Passage given:
Why are functions in Emacs so large?

Question

I am a beginner in ELisp, but have programmed in C++ and a number of other programming languages before. My rule of thumb (and I think it is a common one) that a function should fit on the screen. However, it should preferably be even smaller (20 lines is on the long side). However, I notice that Emacs has functions that are very long, with lots of opportunities for decomposition. An example of what I mean follows.

The question is: Is there something I am missing with regards to the difference between programming in ELisp and programming in procedural languages? Are those who wrote Emacs bad programmers? (hard to believe) Other reasons?

 (defun forward-paragraph (&optional arg)
  "Move forward to end of paragraph.
With argument ARG, do it ARG times;
a negative argument ARG = -N means move backward N paragraphs.

A line which `paragraph-start' matches either separates paragraphs
\(if `paragraph-separate' matches it also) or is the first line of a paragraph.
A paragraph end is the beginning of a line which is not part of the paragraph
to which the end of the previous line belongs, or the end of the buffer.
Returns the count of paragraphs left to move."
  (interactive "^p")
  (or arg (setq arg 1))
  (let* ((opoint (point))
     (fill-prefix-regexp
      (and fill-prefix (not (equal fill-prefix ""))
           (not paragraph-ignore-fill-prefix)
           (regexp-quote fill-prefix)))
     ;; Remove ^ from paragraph-start and paragraph-sep if they are there.

Dataset extract:
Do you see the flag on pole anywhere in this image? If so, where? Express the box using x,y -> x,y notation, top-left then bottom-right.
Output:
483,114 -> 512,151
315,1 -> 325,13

Requests:
A: Check (i), (ii) and (iii) against the Emacs function-length question. Answer yes or no for each, and quote the words that decide it.
(i) The asker has programmed in C++ before.
(ii) The asker considers a 20-line function short.
(iii) The documentation string of forward-paragraph says it returns the count of paragraphs left to move.
B: List every question the asker poses in the Emacs function-length question, in the paragraph that begins "The question is:".
C: Extend the forward-paragraph code in the Emacs function-length question, beginning after its last line, the comment about removing ^ from paragraph-start and paragraph-sep.

Response list:
A:
(i) Yes: "have programmed in C++ and a number of other programming languages before"
(ii) No: "20 lines is on the long side"
(iii) Yes: "Returns the count of paragraphs left to move."

B:
1. Is there something I am missing with regards to the difference between programming in ELisp and programming in procedural languages?
2. Are those who wrote Emacs bad programmers?
3. Other reasons?

C:
     ;; These regexps shouldn't be anchored, because we look for them
     ;; starting at the left-margin.  This allows paragraph commands to
     ;; work normally with indented text.
     ;; This hack will not find problem cases like "whatever\\|^something".
     (parstart (if (and (not (equal "" paragraph-start))
                (equal ?^ (aref paragraph-start 0)))
               (substring paragraph-start 1)
             paragraph-start))
     (parsep (if (and (not (equal "" paragraph-separate))
              (equal ?^ (aref paragraph-separate 0)))
             (substring paragraph-separate 1)
           paragraph-separate))
     (parsep
      (if fill-prefix-regexp
          (concat parsep "\\|"
              fill-prefix-regexp "[ \t]*$")
        parsep))
     ;; This is used for searching.
     (sp-parstart (concat "^[ \t]*\\(?:" parstart "\\|" parsep "\\)"))
     start found-start)
    (while (and (< arg 0) (not (bobp)))
      (if (and (not (looking-at parsep))
           (re-search-backward "^\n" (max (1- (point)) (point-min)) t)
           (looking-at parsep))
      (setq arg (1+ arg))
    (setq start (point))
    ;; Move back over paragraph-separating lines.
    (forward-char -1) (beginning-of-line)
    (while (and (not (bobp))
            (progn (move-to-left-margin)
               (looking-at parsep)))
      (forward-line -1))
    (if (bobp)
        nil
      (setq arg (1+ arg))
      ;; Go to end of the previous (non-separating) line.
      (end-of-line)
      ;; Search back for line that starts or separates paragraphs.
      (if (if fill-prefix-regexp
          ;; There is a fill prefix; it overrides parstart.
          (let (multiple-lines)
            (while (and (progn (beginning-of-line) (not (bobp)))
                (progn (move-to-left-margin)
                       (not (looking-at parsep)))
                (looking-at fill-prefix-regexp))
              (unless (= (point) start)
            (setq multiple-lines t))
              (forward-line -1))
            (move-to-left-margin)
            ;; This deleted code caused a long hanging-indent line
            ;; not to be filled together with the following lines.
            ;; ;; Don't move back over a line before the paragraph
            ;; ;; which doesn't start with fill-prefix
            ;; ;; unless that is the only line we've moved over.
            ;; (and (not (looking-at fill-prefix-regexp))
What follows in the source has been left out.